### Problem
All of the records below are to be output exactly; no image belongs in the result.

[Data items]
____

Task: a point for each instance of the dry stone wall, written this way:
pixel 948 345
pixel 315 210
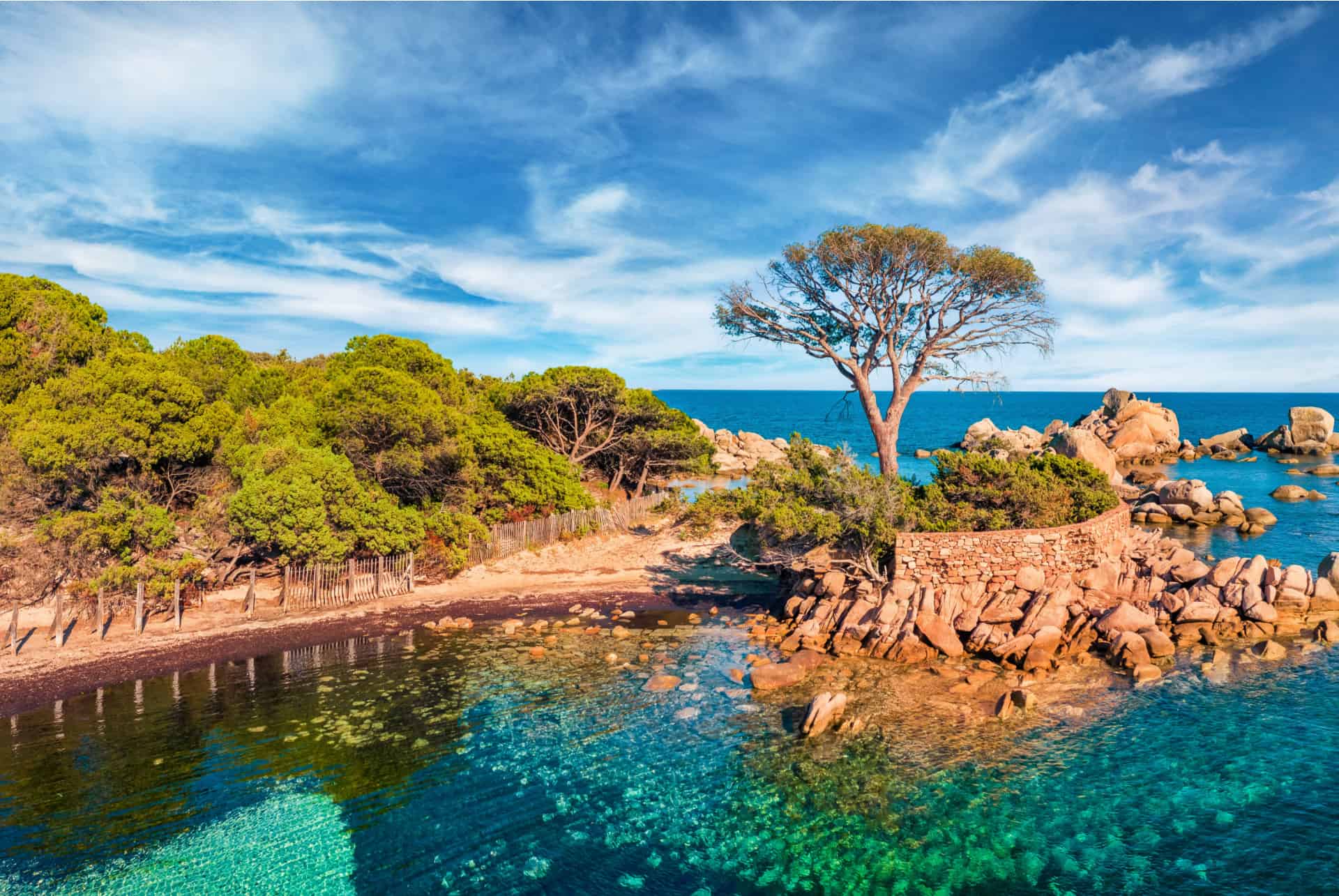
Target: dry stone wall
pixel 998 558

____

### Output for this exercise
Task: a point for each instance of the dry stone wall, written this way:
pixel 948 345
pixel 315 210
Target: dry stone wall
pixel 998 558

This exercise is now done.